Prompt -
Format the entries from the start through the line containing "x=1207, y=498" as a two-column CSV with the headers text and answer. Give one row per entry, with each value in a single quoted field and its line breaks replaced by spaces.

Entries -
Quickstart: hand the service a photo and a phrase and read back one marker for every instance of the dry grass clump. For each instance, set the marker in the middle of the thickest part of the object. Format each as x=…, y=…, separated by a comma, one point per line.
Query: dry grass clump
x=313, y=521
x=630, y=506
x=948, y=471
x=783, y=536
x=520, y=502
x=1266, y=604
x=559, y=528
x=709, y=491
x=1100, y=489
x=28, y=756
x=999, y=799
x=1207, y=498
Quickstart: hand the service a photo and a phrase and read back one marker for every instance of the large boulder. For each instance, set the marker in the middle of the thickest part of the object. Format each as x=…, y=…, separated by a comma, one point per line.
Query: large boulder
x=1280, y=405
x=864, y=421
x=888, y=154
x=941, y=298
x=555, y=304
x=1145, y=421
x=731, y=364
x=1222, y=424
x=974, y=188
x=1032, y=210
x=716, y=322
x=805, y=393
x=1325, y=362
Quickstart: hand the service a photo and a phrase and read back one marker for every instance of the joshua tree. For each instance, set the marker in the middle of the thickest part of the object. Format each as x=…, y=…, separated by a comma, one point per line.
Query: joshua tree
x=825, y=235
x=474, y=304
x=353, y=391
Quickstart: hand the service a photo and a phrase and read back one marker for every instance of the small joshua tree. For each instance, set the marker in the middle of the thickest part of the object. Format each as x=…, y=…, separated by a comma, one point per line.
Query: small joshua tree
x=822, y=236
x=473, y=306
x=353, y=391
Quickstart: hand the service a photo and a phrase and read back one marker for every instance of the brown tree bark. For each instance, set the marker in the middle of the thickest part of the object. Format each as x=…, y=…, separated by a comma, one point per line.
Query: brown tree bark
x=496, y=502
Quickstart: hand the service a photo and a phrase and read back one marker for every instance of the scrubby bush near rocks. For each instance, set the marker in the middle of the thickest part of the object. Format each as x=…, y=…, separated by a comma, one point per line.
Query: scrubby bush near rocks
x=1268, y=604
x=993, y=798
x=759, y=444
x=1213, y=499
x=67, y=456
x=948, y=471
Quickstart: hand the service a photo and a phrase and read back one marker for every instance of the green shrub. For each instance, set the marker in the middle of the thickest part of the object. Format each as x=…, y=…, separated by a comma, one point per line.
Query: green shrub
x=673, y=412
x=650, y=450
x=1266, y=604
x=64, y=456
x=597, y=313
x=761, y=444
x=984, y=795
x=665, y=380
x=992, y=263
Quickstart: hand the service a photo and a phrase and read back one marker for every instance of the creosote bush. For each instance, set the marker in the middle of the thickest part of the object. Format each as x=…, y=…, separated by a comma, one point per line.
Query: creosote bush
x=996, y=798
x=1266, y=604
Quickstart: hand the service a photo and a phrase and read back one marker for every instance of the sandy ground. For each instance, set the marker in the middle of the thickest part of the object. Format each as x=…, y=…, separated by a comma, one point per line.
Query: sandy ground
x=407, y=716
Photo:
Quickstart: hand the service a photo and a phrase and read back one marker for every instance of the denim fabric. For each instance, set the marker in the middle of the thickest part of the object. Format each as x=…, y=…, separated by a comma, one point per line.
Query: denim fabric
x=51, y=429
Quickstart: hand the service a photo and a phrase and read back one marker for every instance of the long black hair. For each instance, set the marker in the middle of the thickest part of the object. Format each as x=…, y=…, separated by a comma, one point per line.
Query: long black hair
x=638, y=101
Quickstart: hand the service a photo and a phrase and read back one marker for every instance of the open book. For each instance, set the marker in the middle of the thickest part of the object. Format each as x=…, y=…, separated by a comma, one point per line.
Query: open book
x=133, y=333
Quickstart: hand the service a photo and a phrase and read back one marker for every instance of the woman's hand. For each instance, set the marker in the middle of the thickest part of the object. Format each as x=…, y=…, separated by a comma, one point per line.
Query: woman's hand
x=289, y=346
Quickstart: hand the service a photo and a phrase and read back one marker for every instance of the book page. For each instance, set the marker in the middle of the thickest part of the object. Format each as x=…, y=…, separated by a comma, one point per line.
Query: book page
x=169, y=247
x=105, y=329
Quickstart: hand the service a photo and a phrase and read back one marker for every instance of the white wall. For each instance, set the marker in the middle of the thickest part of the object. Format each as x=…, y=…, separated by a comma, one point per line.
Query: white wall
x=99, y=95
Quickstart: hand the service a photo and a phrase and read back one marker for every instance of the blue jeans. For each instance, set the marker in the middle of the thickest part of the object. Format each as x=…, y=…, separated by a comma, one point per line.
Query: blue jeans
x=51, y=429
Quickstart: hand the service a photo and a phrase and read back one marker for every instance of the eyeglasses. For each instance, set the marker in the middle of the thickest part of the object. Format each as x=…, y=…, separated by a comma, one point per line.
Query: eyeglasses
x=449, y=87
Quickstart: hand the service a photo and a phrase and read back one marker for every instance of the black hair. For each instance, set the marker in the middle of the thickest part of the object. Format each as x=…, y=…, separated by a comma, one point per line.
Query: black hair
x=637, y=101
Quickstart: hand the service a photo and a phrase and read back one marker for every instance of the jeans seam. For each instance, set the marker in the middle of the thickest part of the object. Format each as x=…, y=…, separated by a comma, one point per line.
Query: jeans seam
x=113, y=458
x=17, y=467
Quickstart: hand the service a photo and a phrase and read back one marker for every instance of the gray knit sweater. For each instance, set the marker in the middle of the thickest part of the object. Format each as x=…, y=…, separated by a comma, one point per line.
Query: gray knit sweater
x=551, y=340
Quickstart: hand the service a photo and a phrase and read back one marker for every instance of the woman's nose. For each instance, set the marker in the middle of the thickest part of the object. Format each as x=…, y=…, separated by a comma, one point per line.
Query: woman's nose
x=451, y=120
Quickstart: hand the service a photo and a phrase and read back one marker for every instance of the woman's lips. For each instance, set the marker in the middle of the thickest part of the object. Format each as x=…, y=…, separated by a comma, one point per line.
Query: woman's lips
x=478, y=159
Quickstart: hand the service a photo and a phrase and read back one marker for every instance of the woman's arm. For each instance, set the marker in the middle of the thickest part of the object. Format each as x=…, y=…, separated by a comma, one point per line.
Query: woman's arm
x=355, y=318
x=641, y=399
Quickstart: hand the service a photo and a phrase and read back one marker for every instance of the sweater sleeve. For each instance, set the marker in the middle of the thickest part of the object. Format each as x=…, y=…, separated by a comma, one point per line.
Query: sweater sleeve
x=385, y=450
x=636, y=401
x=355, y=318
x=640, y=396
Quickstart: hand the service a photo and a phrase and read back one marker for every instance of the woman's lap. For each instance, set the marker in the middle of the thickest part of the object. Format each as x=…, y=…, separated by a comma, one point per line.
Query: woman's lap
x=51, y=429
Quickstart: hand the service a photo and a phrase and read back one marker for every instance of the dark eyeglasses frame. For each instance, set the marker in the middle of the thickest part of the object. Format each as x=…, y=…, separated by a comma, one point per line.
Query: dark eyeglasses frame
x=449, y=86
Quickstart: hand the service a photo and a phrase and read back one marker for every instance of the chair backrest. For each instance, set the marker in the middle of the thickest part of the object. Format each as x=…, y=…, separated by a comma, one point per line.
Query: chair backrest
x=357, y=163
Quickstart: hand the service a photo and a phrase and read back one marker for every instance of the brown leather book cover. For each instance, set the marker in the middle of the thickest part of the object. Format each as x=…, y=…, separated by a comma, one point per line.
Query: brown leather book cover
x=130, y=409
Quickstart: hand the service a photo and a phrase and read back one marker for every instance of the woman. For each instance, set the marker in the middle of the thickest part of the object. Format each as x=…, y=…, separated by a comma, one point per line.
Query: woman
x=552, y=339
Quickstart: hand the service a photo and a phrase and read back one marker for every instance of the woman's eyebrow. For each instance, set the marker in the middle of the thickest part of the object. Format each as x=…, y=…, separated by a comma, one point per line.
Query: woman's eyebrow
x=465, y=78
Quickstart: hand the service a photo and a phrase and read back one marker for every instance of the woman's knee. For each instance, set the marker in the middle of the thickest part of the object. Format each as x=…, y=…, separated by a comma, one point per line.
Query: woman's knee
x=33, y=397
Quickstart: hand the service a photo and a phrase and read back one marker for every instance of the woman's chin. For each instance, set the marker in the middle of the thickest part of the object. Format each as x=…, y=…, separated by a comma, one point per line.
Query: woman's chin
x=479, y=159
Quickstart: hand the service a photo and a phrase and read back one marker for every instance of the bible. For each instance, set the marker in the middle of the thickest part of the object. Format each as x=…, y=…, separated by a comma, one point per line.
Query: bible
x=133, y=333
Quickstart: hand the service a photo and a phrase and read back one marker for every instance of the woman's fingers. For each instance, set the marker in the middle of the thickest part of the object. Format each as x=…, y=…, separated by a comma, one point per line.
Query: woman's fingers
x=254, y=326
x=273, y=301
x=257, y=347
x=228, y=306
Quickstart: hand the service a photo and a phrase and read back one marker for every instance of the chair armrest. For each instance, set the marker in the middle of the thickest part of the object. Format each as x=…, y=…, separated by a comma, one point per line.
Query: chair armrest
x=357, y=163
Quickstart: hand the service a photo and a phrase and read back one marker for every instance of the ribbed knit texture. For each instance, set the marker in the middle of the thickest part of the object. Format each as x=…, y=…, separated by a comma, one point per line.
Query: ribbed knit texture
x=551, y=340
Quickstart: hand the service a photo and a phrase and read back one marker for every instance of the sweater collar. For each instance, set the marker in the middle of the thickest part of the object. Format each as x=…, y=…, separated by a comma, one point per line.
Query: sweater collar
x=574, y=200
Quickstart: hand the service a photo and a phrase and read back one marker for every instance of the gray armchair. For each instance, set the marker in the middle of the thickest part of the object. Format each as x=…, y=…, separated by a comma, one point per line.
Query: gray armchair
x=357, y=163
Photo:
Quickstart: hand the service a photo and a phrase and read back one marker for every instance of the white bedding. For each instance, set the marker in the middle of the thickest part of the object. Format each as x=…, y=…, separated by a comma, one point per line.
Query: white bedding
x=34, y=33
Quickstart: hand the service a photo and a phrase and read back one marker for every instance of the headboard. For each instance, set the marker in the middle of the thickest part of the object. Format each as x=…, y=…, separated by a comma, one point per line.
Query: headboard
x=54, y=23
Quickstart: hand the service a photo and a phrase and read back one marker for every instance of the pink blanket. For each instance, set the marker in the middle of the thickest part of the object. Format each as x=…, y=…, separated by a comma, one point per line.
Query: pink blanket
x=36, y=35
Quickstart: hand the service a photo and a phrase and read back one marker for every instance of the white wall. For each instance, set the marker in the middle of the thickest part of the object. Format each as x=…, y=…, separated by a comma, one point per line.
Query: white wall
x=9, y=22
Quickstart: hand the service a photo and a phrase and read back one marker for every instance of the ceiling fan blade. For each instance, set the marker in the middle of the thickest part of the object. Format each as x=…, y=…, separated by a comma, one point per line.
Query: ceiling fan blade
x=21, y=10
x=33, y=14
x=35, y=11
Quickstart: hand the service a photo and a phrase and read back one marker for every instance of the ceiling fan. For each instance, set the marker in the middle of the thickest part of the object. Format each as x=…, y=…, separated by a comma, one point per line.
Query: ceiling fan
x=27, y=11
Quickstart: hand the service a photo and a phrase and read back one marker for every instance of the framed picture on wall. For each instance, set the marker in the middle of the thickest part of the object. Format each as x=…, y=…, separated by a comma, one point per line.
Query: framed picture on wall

Exercise output -
text,answer
"Quickstart: hand the service a photo and a phrase and read back one marker for every instance of the dry grass clump. For each instance, set the marker in the middle of the thickest part of the object. Format each as x=…, y=…, separated by a comma, one point per line. Query: dry grass clump","x=313, y=521 x=630, y=506 x=948, y=471 x=783, y=536 x=520, y=502 x=1266, y=604 x=559, y=528 x=709, y=491 x=1100, y=489 x=28, y=756 x=999, y=799 x=1207, y=498"